▸ TASK REQUIREMENTS: Rewrite all of the material, switching "query" to "target" and keeping everything else unchanged. Leave the pictures out of your answer.

(Data records)
----

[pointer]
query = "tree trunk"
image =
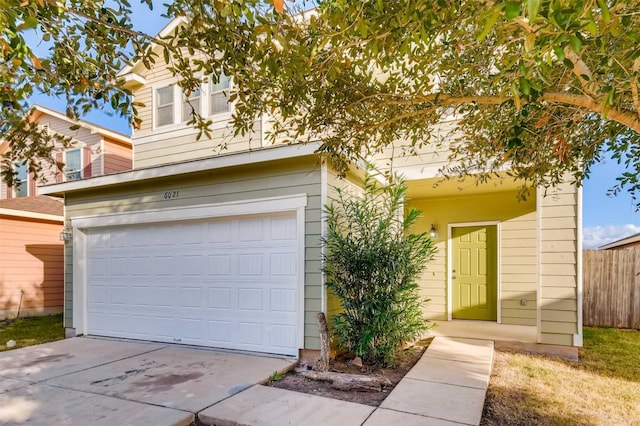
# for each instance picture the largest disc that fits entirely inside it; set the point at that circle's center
(322, 364)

----

▸ ANSWER TO THE PROBLEM:
[pointer]
target = "tree trunk"
image =
# for each instance picture the largest disc that fits entirely inside it; set the point at that circle's center
(322, 364)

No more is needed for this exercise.